**Aim of the task**
Produce an exact copy of the lines below, starting at the first and ending with the line containing "Target: stone".

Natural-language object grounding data
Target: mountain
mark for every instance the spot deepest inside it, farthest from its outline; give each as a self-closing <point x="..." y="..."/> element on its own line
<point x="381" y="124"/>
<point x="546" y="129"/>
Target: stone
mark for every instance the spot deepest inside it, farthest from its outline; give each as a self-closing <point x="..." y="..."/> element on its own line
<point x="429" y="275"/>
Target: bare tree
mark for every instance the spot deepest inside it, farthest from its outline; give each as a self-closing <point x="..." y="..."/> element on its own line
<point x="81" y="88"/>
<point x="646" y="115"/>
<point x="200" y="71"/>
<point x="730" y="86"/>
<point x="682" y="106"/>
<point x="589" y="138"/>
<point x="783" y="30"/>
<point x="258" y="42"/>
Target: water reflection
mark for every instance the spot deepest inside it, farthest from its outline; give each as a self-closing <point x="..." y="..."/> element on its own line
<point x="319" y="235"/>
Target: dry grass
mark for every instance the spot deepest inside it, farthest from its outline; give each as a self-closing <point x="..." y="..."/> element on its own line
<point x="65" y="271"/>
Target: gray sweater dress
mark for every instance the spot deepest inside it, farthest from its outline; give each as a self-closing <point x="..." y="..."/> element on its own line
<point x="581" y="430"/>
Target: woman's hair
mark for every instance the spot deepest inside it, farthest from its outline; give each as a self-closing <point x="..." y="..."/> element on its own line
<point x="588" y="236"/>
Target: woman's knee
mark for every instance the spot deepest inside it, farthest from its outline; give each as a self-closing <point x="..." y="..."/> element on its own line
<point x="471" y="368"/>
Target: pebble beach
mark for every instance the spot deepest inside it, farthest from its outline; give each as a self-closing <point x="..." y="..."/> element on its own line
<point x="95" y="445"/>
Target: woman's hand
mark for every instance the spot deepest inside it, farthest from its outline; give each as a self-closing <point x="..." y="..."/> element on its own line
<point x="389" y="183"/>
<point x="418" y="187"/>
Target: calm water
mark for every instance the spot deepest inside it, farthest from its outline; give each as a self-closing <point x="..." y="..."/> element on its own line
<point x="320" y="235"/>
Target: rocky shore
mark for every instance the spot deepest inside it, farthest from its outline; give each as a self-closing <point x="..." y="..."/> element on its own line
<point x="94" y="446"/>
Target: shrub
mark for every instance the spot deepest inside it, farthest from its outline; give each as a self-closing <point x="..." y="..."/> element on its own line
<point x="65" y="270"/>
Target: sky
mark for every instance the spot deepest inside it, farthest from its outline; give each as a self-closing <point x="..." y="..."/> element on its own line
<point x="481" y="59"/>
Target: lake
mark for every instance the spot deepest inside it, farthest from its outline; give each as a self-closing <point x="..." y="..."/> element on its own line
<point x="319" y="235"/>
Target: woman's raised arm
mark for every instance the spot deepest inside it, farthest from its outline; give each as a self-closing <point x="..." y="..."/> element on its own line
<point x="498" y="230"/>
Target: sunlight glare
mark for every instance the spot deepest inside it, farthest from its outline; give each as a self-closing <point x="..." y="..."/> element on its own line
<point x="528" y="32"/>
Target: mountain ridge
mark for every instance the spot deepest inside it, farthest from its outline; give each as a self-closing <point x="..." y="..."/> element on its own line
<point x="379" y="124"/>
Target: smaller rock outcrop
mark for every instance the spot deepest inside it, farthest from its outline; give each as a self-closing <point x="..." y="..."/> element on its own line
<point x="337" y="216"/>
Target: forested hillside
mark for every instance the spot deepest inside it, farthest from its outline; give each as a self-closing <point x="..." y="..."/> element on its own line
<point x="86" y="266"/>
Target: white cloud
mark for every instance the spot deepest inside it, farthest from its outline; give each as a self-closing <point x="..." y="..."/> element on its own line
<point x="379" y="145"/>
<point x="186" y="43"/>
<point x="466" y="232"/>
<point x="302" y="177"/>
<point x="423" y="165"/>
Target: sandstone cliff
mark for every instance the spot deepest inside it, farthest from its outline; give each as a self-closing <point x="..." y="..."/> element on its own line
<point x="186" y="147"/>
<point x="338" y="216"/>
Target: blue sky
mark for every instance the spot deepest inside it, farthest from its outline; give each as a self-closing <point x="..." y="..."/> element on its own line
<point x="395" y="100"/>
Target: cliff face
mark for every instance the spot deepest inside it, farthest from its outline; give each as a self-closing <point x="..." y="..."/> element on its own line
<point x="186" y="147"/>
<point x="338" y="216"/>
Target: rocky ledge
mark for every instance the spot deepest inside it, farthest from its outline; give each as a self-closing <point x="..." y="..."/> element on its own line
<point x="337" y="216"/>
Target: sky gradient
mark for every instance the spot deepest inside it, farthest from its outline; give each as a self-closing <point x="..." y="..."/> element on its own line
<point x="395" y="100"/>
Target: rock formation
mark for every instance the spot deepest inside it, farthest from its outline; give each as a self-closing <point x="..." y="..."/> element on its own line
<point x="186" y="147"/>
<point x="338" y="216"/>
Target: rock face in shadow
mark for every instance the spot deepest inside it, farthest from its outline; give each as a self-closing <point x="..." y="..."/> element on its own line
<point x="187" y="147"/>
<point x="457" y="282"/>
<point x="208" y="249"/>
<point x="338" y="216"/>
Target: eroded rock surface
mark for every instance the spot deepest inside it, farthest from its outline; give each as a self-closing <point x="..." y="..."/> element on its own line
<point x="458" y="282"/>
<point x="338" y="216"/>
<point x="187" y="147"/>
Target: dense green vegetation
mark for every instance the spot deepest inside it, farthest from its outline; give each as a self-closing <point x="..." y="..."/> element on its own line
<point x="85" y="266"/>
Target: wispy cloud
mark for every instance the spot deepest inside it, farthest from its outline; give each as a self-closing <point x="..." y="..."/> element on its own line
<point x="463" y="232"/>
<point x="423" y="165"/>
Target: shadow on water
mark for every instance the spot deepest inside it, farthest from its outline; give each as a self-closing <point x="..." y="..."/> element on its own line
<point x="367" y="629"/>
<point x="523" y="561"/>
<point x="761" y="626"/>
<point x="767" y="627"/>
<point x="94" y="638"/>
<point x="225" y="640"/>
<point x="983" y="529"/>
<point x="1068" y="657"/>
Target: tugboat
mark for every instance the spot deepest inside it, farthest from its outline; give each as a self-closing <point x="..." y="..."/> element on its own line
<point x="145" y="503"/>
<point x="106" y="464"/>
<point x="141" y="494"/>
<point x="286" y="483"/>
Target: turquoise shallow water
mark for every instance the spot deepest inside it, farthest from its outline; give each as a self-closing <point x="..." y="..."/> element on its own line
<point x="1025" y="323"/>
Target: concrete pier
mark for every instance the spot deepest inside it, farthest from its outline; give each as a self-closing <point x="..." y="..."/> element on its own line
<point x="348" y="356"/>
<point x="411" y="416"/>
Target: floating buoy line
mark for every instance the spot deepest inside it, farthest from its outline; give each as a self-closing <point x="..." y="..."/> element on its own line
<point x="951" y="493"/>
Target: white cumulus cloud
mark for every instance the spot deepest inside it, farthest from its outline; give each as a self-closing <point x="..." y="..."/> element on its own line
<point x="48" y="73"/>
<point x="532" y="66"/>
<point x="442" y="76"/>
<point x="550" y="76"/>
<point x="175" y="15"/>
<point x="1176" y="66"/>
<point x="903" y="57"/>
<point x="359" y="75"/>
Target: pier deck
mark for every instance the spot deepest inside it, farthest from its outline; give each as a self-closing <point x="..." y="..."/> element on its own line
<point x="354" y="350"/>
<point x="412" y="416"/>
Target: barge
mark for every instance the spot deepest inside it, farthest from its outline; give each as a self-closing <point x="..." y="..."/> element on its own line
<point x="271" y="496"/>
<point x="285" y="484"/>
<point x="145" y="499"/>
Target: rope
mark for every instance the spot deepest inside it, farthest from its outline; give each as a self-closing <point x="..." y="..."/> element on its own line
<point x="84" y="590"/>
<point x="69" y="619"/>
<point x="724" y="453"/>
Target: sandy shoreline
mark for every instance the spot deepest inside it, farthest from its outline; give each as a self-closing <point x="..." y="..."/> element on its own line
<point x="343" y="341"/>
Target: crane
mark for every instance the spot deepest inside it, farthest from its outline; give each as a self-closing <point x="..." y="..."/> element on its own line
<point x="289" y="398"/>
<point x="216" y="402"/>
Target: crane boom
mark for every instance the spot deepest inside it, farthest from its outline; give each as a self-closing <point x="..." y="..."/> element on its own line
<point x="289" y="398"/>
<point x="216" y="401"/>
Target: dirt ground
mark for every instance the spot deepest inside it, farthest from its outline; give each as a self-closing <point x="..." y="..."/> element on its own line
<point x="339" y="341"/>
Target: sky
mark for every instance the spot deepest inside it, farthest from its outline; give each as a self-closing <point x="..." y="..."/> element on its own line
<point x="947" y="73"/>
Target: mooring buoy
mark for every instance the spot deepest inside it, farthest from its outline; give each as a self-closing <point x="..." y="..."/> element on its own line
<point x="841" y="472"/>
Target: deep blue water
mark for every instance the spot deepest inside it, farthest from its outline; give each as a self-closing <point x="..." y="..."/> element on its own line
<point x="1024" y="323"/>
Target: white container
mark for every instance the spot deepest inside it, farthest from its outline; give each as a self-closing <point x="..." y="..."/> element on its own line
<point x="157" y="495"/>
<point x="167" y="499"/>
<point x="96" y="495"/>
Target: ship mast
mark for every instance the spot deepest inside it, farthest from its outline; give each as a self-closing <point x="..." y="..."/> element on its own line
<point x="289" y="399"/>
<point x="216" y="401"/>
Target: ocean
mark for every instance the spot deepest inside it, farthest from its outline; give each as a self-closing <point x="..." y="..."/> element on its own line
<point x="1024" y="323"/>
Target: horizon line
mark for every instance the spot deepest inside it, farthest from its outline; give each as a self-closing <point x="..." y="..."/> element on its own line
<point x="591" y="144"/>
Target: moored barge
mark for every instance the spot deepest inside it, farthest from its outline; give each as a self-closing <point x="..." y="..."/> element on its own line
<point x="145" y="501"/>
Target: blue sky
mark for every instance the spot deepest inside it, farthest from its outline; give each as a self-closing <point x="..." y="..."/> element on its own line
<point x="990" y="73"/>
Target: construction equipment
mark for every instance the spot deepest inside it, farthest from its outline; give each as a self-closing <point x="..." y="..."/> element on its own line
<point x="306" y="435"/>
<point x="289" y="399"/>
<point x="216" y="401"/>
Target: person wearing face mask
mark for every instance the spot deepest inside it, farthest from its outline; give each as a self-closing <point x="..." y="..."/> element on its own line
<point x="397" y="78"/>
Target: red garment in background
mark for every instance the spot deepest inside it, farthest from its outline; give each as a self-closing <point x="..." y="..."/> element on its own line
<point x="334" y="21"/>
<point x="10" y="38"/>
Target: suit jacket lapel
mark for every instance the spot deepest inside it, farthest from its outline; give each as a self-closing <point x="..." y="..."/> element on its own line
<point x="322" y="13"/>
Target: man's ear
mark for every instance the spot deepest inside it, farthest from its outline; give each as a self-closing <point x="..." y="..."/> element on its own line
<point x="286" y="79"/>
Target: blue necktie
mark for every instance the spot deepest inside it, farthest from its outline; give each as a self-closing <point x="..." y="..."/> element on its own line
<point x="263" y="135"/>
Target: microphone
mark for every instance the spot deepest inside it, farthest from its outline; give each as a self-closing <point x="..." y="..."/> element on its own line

**Answer section**
Target: mountain
mark for every instance the spot deepest inside it, farthest from its outline; give each as a self-closing <point x="..." y="..."/> element on its own line
<point x="381" y="124"/>
<point x="546" y="129"/>
Target: stone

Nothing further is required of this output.